- _INPUT RECORDS_
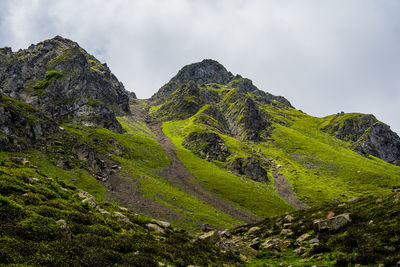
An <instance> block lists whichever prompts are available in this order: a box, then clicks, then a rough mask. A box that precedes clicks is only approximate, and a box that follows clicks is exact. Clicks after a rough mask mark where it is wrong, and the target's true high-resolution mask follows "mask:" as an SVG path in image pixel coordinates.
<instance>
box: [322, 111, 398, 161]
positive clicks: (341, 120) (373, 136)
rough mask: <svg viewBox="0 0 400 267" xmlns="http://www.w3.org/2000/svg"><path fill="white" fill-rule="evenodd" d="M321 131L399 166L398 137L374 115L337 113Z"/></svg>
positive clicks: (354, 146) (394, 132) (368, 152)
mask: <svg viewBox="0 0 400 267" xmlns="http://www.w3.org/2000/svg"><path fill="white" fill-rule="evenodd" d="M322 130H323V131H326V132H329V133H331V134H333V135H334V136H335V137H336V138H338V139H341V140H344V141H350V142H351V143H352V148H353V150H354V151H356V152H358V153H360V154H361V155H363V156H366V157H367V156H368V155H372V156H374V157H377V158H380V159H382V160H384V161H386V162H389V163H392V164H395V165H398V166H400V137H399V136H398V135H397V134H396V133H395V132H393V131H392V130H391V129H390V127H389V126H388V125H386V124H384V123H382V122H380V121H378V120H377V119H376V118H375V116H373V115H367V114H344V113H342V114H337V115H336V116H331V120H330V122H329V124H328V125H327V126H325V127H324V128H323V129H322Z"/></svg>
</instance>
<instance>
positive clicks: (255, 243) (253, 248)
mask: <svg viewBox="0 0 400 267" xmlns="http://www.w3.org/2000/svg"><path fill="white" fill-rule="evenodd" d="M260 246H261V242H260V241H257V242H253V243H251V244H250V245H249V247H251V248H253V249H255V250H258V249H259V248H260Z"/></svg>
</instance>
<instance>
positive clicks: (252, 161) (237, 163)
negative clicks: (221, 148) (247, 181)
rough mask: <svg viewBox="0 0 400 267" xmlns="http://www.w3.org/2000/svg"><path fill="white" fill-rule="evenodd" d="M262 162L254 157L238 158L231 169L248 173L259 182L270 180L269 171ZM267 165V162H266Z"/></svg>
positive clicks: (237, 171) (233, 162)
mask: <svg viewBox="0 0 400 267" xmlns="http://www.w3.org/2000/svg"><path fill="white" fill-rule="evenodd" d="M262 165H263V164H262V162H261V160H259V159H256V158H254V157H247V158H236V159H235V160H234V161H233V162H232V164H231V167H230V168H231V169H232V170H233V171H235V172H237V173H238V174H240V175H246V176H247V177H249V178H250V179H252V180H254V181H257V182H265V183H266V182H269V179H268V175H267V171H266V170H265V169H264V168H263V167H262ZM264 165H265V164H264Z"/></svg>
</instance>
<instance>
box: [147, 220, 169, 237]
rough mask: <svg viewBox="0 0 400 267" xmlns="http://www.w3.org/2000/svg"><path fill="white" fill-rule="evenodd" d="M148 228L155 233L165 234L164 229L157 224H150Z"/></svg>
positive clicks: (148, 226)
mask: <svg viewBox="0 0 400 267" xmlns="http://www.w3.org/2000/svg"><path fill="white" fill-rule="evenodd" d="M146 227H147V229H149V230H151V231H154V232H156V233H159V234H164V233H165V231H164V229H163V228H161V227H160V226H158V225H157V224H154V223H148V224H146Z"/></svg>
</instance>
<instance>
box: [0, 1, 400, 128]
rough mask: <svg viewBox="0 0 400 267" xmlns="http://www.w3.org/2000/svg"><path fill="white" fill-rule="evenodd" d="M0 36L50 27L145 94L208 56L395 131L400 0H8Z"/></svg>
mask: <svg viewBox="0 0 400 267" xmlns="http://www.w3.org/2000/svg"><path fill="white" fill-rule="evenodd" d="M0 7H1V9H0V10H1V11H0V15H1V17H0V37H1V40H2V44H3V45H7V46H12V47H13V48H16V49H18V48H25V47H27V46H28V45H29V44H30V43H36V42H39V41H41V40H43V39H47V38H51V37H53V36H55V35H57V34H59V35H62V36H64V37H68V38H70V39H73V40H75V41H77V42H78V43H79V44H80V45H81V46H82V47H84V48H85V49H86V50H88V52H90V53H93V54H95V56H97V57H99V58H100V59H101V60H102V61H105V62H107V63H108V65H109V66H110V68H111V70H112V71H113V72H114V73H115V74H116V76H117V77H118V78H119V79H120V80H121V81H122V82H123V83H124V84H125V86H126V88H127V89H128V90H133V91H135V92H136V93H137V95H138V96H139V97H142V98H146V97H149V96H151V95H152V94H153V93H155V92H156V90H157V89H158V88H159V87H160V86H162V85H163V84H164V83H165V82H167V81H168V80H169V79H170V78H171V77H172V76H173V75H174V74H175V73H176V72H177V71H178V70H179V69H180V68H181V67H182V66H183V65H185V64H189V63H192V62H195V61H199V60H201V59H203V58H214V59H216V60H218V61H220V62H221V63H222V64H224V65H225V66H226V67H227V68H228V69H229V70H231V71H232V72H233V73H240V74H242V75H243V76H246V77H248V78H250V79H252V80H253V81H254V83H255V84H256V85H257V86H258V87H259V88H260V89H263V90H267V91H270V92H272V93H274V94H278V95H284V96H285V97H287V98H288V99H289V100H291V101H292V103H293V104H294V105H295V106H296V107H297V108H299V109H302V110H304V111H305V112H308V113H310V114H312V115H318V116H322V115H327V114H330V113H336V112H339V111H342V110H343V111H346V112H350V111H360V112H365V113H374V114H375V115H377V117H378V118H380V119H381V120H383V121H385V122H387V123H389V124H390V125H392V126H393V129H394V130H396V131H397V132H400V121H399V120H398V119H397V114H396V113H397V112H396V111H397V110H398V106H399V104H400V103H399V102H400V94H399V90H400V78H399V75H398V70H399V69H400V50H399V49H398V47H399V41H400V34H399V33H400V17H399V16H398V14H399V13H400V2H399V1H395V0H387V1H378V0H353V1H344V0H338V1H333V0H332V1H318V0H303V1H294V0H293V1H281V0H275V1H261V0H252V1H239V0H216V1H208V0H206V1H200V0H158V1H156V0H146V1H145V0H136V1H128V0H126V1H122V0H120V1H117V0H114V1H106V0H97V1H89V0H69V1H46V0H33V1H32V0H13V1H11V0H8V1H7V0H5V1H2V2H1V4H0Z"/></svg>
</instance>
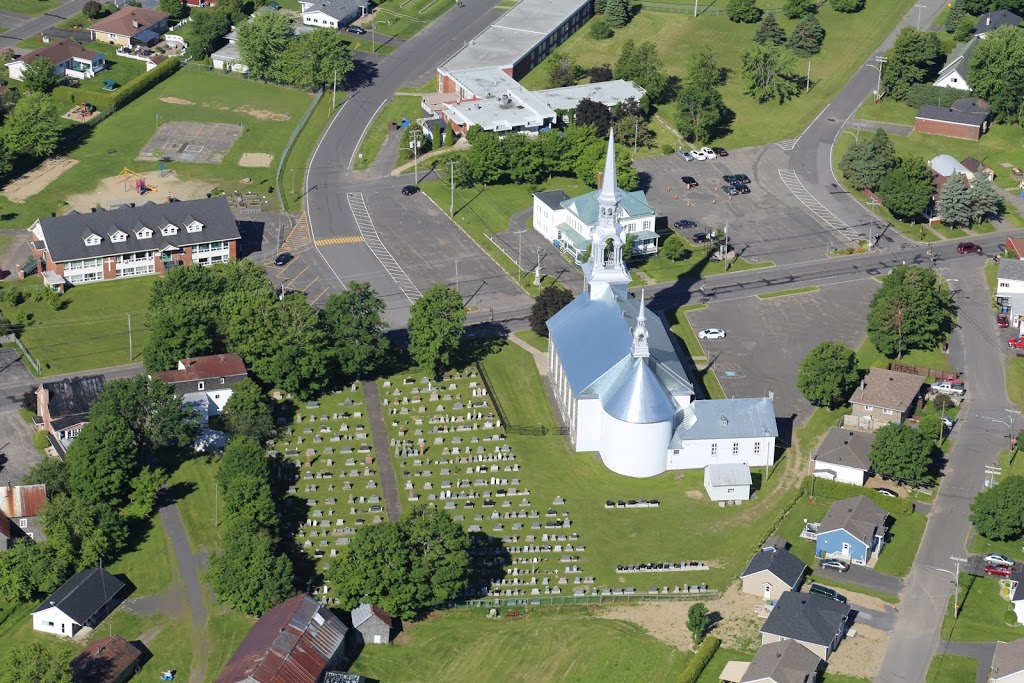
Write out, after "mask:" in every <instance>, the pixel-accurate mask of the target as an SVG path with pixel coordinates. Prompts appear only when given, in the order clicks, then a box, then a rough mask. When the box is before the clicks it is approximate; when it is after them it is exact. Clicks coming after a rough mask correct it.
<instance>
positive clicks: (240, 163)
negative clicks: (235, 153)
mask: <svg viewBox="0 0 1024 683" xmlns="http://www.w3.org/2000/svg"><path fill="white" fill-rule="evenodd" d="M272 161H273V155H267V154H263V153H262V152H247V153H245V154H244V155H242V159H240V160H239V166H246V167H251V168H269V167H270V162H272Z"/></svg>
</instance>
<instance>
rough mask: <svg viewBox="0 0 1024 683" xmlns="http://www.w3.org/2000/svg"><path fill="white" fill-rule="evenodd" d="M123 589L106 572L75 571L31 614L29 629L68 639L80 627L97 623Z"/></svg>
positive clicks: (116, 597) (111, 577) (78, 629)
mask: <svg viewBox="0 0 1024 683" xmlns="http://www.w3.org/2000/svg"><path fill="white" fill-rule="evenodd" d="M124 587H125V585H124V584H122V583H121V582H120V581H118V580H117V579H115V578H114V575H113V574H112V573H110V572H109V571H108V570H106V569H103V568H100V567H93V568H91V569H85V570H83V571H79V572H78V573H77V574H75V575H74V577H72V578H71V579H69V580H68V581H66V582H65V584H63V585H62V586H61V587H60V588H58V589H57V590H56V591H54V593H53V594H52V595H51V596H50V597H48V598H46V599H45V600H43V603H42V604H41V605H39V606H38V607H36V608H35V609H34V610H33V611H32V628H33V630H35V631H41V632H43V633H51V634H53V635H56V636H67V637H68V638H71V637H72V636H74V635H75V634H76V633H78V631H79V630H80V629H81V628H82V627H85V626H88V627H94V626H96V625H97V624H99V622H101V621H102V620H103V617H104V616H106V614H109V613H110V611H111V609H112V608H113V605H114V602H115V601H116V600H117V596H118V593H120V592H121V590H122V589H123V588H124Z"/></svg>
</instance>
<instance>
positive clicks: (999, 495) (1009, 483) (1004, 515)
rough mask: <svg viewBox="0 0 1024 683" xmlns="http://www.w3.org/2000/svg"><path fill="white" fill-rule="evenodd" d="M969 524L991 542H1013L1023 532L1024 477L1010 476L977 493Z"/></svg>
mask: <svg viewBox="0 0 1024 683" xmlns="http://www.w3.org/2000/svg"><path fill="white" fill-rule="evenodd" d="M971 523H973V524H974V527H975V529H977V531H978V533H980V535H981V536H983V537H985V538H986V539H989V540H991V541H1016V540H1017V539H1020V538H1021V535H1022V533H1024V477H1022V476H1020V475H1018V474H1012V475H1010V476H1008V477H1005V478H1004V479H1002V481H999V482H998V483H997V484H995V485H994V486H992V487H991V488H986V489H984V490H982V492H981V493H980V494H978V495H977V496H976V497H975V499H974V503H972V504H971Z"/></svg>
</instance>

- _EXERCISE PROMPT_
Skip the pictures and quote each line of the entries above, from the first through the line with "negative clicks: (221, 148) (247, 181)", exactly as it appears.

- _SOLUTION TO THIS TASK_
An <instance> block lists whichever prompts are available in this order: a box, then clicks, then a rough mask. A box that precedes clicks is only approximate, and a box that follows clicks is exact. Clicks after a rough mask mark where it is wrong, and the target's true high-resolution mask follows "mask:" as an SVG path in image pixel coordinates.
<instance>
box: [322, 111, 398, 161]
positive clicks: (341, 120) (373, 136)
rough mask: <svg viewBox="0 0 400 267" xmlns="http://www.w3.org/2000/svg"><path fill="white" fill-rule="evenodd" d="M321 131L399 166L398 137L374 115L337 113Z"/></svg>
positive clicks: (354, 146) (394, 132) (368, 152)
mask: <svg viewBox="0 0 400 267" xmlns="http://www.w3.org/2000/svg"><path fill="white" fill-rule="evenodd" d="M322 130H323V131H326V132H329V133H331V134H333V135H334V136H335V137H336V138H338V139H341V140H344V141H350V142H351V143H352V148H353V150H354V151H356V152H358V153H360V154H361V155H363V156H366V157H367V156H368V155H372V156H374V157H377V158H380V159H382V160H384V161H386V162H389V163H392V164H395V165H398V166H400V137H399V136H398V135H397V134H396V133H395V132H393V131H392V130H391V129H390V127H389V126H388V125H386V124H384V123H382V122H380V121H378V120H377V119H376V118H375V116H373V115H367V114H344V113H342V114H337V115H336V116H331V120H330V122H329V124H328V125H327V126H325V127H324V128H323V129H322Z"/></svg>
</instance>
<instance>
positive clicks: (255, 243) (253, 248)
mask: <svg viewBox="0 0 400 267" xmlns="http://www.w3.org/2000/svg"><path fill="white" fill-rule="evenodd" d="M260 246H261V242H260V241H257V242H253V243H251V244H250V245H249V247H251V248H253V249H255V250H258V249H259V248H260Z"/></svg>
</instance>
<instance>
positive clicks: (252, 161) (237, 163)
negative clicks: (221, 148) (247, 181)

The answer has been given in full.